RECORDS TO PROCESS —
───

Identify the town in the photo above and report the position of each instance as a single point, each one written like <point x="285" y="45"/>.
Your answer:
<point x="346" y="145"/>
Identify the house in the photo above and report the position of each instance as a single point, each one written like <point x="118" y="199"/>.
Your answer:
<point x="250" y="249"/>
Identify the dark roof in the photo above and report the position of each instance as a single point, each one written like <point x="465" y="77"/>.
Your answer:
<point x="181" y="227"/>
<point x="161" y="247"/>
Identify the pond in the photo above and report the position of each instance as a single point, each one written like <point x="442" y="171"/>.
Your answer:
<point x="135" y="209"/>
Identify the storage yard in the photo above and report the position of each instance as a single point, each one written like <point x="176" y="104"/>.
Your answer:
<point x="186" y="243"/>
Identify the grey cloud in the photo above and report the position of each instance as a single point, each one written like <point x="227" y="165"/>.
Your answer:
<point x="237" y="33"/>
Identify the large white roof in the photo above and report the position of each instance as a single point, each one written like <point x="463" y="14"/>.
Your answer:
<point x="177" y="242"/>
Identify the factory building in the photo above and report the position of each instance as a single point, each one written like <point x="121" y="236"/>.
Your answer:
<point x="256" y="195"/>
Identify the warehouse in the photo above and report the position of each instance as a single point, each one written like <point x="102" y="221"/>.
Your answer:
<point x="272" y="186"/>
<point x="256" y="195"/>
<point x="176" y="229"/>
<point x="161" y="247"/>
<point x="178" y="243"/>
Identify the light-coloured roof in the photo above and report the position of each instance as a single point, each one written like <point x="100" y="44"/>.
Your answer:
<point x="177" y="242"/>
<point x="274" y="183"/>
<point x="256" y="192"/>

───

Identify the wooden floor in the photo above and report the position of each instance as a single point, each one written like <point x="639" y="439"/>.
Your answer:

───

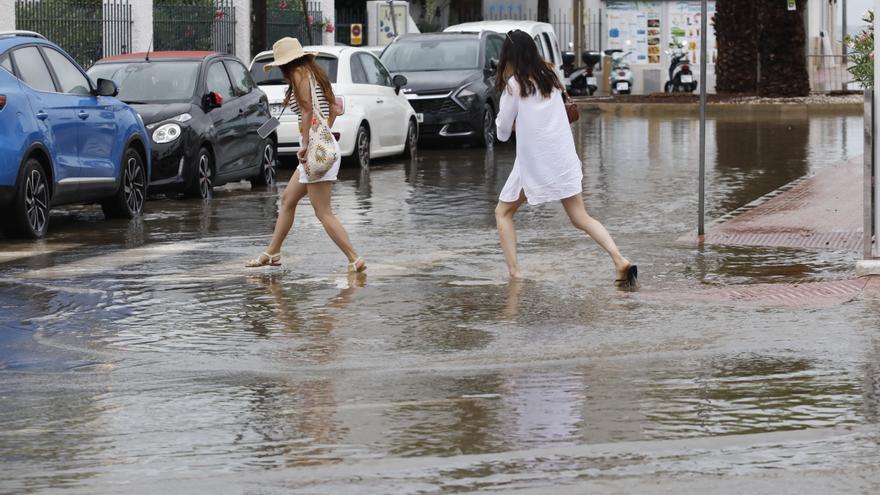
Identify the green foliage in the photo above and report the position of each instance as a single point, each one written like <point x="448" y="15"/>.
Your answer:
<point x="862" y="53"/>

───

TO DO —
From the material above, gather every line that contains the string "roof". Uppercase and lowercase letters are to be treated as distinct.

RESPONSE TO THE EXERCISE —
Identify the dark roof in the photo above and report the position of each instance as a single point, each one written like <point x="465" y="77"/>.
Identify the large white roof in the photo above and report the position of each instance as a single point, each one written like <point x="463" y="14"/>.
Identify the light-coloured roof in the photo above and report the position of each instance as a single point, each one written like <point x="100" y="44"/>.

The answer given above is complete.